__ZADANIE__:
Powtórz słowo w słowo cały wybrany fragment poniżej, dotyczący finansowania wodociągów i kanalizacji w gminie.

__WYBRANY FRAGMENT__:
Odbudowa i budowa sieci wodociągowej, jak też kanalizacji sanitarnej oraz deszczowej, jest w znacznym stopniu finansowana z budżetu gminy. Niestety, rada gminy i miasta nie otrzymuje precyzyjnych informacji na temat tych inwestycji
Sprawozdanie finansowe Bogatyńskich Wodociągów i Oczyszczalni S.A. za dany rok dociera do rady z wielomiesięcznym opóźnieniem. Rekordowe spóźnienie miało miejsce w roku ubiegłym, kiedy sprawozdanie za rok 2010 przedstawiono w grudniu. Także i w tym roku radni nieprędko je otrzymają – czy w takiej sytuacji jest możliwa rzetelna ocena celowości przyznawanych aportów i całościowej polityki wobec spółki?

__ZAWARTOŚĆ ZBIORU DANYCH__:
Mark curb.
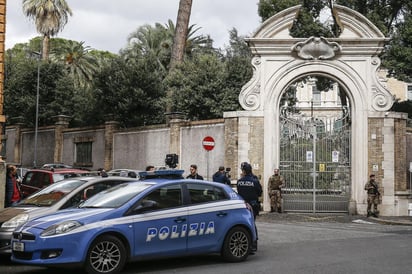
[368,217,412,226]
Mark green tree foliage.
[383,7,412,82]
[4,50,75,126]
[51,39,99,89]
[93,56,165,127]
[166,29,252,120]
[23,0,72,60]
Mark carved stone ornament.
[239,57,262,110]
[292,37,342,60]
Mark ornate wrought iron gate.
[279,107,351,213]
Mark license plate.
[13,242,24,251]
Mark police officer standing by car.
[365,174,380,217]
[236,162,262,219]
[213,166,230,186]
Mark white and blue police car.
[11,171,257,273]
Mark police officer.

__GOTOWA ODPOWIEDŹ__:
Odbudowa i budowa sieci wodociągowej, jak też kanalizacji sanitarnej oraz deszczowej, jest w znacznym stopniu finansowana z budżetu gminy. Niestety, rada gminy i miasta nie otrzymuje precyzyjnych informacji na temat tych inwestycji
Sprawozdanie finansowe Bogatyńskich Wodociągów i Oczyszczalni S.A. za dany rok dociera do rady z wielomiesięcznym opóźnieniem. Rekordowe spóźnienie miało miejsce w roku ubiegłym, kiedy sprawozdanie za rok 2010 przedstawiono w grudniu. Także i w tym roku radni nieprędko je otrzymają – czy w takiej sytuacji jest możliwa rzetelna ocena celowości przyznawanych aportów i całościowej polityki wobec spółki?